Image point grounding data
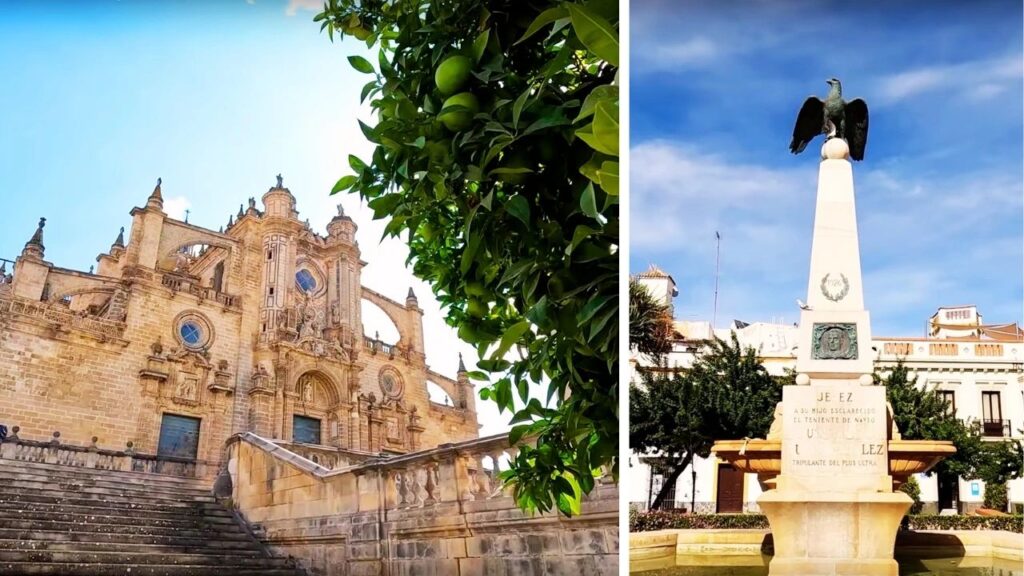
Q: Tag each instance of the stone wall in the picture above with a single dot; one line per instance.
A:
(438, 511)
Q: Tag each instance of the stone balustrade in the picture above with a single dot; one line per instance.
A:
(952, 350)
(440, 510)
(54, 451)
(326, 456)
(59, 317)
(179, 283)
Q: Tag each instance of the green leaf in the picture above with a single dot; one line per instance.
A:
(595, 33)
(606, 126)
(545, 18)
(480, 45)
(344, 182)
(587, 134)
(518, 207)
(367, 89)
(360, 64)
(609, 177)
(356, 164)
(588, 203)
(369, 132)
(518, 107)
(608, 93)
(510, 337)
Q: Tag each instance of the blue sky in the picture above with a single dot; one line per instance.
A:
(715, 90)
(100, 98)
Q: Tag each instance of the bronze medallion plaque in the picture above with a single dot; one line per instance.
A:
(834, 341)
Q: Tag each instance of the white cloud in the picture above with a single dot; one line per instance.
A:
(976, 79)
(693, 52)
(176, 206)
(295, 5)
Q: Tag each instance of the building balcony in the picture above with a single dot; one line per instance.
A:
(180, 283)
(996, 428)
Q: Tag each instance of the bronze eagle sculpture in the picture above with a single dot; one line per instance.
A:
(834, 117)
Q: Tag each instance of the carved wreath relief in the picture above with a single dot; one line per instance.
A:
(834, 341)
(835, 288)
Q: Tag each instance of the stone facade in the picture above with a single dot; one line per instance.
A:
(242, 329)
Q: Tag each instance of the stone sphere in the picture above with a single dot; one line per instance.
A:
(836, 149)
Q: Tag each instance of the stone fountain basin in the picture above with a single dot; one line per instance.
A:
(764, 457)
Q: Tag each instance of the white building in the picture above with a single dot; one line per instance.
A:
(979, 368)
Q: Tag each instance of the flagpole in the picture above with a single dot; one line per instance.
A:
(718, 245)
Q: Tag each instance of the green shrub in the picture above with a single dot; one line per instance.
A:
(995, 496)
(911, 489)
(659, 520)
(1009, 523)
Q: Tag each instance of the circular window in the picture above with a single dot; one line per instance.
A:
(190, 332)
(306, 281)
(193, 330)
(390, 382)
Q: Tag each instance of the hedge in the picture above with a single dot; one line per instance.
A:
(659, 520)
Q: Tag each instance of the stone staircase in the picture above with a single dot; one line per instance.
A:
(78, 522)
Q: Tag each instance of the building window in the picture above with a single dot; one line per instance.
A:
(306, 281)
(194, 331)
(190, 333)
(305, 429)
(390, 382)
(949, 397)
(178, 437)
(991, 414)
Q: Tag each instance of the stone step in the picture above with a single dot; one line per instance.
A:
(118, 557)
(136, 503)
(186, 546)
(112, 491)
(77, 569)
(121, 476)
(98, 482)
(230, 540)
(72, 527)
(143, 519)
(211, 510)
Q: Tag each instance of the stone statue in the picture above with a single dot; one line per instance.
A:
(833, 116)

PROBLEM
Where a line in the entries holds "green", copy that line.

RESULT BELOW
Q: Tag each instance of the green leaf in the picture above with a single dot; one line per instance.
Q: Tag each instance of the green shrub in the picture above with a single dot; one line per instance.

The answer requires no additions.